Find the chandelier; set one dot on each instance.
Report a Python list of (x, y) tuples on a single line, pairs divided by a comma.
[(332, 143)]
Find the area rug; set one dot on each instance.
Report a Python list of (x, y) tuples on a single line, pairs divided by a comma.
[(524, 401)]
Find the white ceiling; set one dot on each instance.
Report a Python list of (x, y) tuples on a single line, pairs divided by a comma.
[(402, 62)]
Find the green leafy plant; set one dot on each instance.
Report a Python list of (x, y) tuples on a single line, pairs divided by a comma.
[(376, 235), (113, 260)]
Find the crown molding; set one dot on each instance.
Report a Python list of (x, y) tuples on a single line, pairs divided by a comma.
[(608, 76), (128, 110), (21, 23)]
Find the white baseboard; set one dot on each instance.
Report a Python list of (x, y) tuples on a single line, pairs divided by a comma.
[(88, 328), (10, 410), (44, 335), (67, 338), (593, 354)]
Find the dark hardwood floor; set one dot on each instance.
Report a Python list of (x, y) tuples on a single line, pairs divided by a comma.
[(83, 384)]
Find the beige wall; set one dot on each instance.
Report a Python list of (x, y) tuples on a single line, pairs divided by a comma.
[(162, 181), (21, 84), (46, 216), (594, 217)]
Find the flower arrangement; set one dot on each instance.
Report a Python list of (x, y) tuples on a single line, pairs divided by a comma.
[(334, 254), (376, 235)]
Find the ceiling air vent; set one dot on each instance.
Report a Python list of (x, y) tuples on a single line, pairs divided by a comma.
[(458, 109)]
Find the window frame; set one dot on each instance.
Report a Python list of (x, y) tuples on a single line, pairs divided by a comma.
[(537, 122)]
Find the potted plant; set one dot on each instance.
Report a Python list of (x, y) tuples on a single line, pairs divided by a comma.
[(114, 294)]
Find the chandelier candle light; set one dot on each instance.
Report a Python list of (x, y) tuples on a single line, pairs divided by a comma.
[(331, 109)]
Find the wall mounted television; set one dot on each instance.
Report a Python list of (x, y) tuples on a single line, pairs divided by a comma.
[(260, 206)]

§ WHAT IS EXPECTED
Return all of the records above verbatim, line for line, with nothing added or changed.

§ THE RESPONSE
Find the chandelier; set one dot on each instance.
Report a Python list of (x, y) tuples on a single line, pairs divided by a comma.
[(332, 143)]
Find the area rug; set one dot on each instance.
Report a Python list of (x, y) tuples on a single line, pairs divided by a comma.
[(524, 401)]
Find the white ceiling; set one dot on each instance.
Report a Python list of (x, y) tuples on a single line, pairs divided by a comma.
[(402, 62)]
Find the green leafy plant; set one dot on each instance.
Report a Python list of (x, y) tuples on a single line, pairs divided by a comma.
[(376, 235), (113, 260)]
Find the crown molding; set one dot on each instance.
Report a Python list of (x, y) tuples on a single line, pairs divided by a comma.
[(608, 76), (128, 110), (21, 23)]
Find the white baseboard; set one dot on each instance.
Report a Python list of (x, y) tuples on a single line, pairs divided by a comma.
[(88, 328), (10, 410), (44, 335), (67, 338), (593, 354)]
Find the dark hardwood floor; set one dot on each instance.
Report a Python list of (x, y) tuples on a single line, pairs divided by a comma.
[(83, 384)]
Find the beige wall; set one dot on each instance.
Report a Python list of (x, y) tuples on a single line, pairs divided by a comma.
[(162, 181), (21, 84), (46, 216), (594, 217)]
Find the flower arrangement; set one dot on each instance.
Report a Python list of (x, y) tuples on a single line, pairs divided by a comma.
[(334, 254), (376, 235)]
Find the ceiling air vent; set one dot on each instance.
Report a Python list of (x, y) tuples on a single line, pairs divided by a comma.
[(458, 109)]
Find the window frame; set one dot on each instance.
Report a Python list of (x, y) tuples on a single line, pairs divided by a comma.
[(537, 122)]
Find the potted plant; set one dot on each instance.
Report a Python list of (x, y) tuples on a single line, pairs divided by a comma.
[(114, 294)]
Find the chandelier candle light; set one dot on each instance.
Report a Python list of (x, y) tuples on a single line, pairs divided by a comma.
[(331, 109)]
Find the wall mounted television; set one dot on each instance.
Report a Python list of (x, y) tuples on a single line, pairs divided by a comma.
[(260, 206)]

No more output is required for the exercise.